| Work instruction 1 |
List every single-issue goal that the interview on the Democratic Party brand gives as an example of what the party's coalition is built from.
| Work instruction 2 |
In the interview on the Democratic Party brand, take the part that opens with the words "The battle for" and closes with "as neutral arbiters?", and write it out again, substituting "liberals" for "progressives".

++++ Extract to read ++++

Squadron: The Democratic Party is competing with Congress to be the least popular institution in America. So that’s toxic. If we’re being honest about a lot
of Democrats, they rarely talk about deep beliefs. That’s much more common on the other side. When we talk about brand, we should really be talking about deep principles. I actually think the Democratic Socialists of America and the far left do describe a worldview—it’s not a worldview I, or the majority of Americans, subscribe to, but I think it punches above its weight, because it is a worldview.
The only way to do the on-the-ground work of state politics is to answer what you
believe in. We really believe that all people are created equal; they have the right to life, liberty, and the pursuit of happiness; and the government secures those rights with the consent of the governed. It’s the same idea that Frederick Douglass, Abraham Lincoln, Martin Luther King, Barack Obama, and a whole lot of others have relied on to make our country even greater. And it clearly stands on representative democracy,
effective government, and fair markets. This is a true belief, which is the foundational starting point of a brand.
Okay, so you agree that the Democratic brand is toxic—but why is it toxic? What are the elements of the brand that make it so unpopular?
Squadron: When your political coalition is built up by a collection of single-issue goals, however admirable they may be, it’s very easy
to be caricatured by the most extreme version of each of those individual goals—whether that’s reproductive rights, civil rights, energy innovation, climate change, or criminal justice. The second piece of this is, there’s an ideological faction that’s developed over the last decade or so in the Democratic Party. It’s an ideology that’s not a majority ideology in this country. But because they actually have a set of ideas and theories that they’re willing to talk about, they become a proxy in
which everyone else is just like, That might be ideal, but I’m a pragmatist. But that’s wrong. The issue is, if you accept ideals that are fundamentally unpopular, then you look, appropriately, like an opportunist to voters, and someone who just wants to win.
The battle for the soul of the Democratic Party is typically cast as ideological: between progressives at the national level who get a lot of airtime and moderates/pragmatists operating more below the radar out in
the states. Do you see yourselves and the groups you’ve founded as being on one side of that battle, or as neutral arbiters?

++++ Information ++++

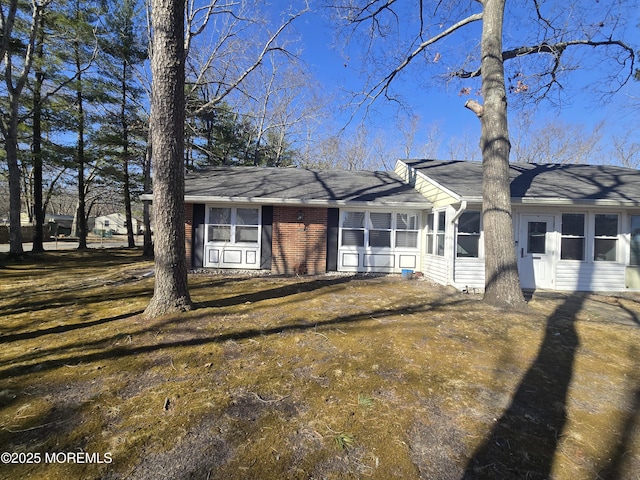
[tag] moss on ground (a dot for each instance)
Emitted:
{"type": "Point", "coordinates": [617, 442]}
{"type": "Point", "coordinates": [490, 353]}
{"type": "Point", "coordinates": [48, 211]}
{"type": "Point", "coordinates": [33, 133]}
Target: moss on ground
{"type": "Point", "coordinates": [313, 377]}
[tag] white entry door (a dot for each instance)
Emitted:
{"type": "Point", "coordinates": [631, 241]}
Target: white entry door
{"type": "Point", "coordinates": [535, 252]}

++++

| Reply 1 |
- Reproductive rights
- Civil rights
- Energy innovation
- Climate change
- Criminal justice

| Reply 2 |
The battle for the soul of the Democratic Party is typically cast as ideological: between liberals at the national level who get a lot of airtime and moderates/pragmatists operating more below the radar out in
the states. Do you see yourselves and the groups you’ve founded as being on one side of that battle, or as neutral arbiters?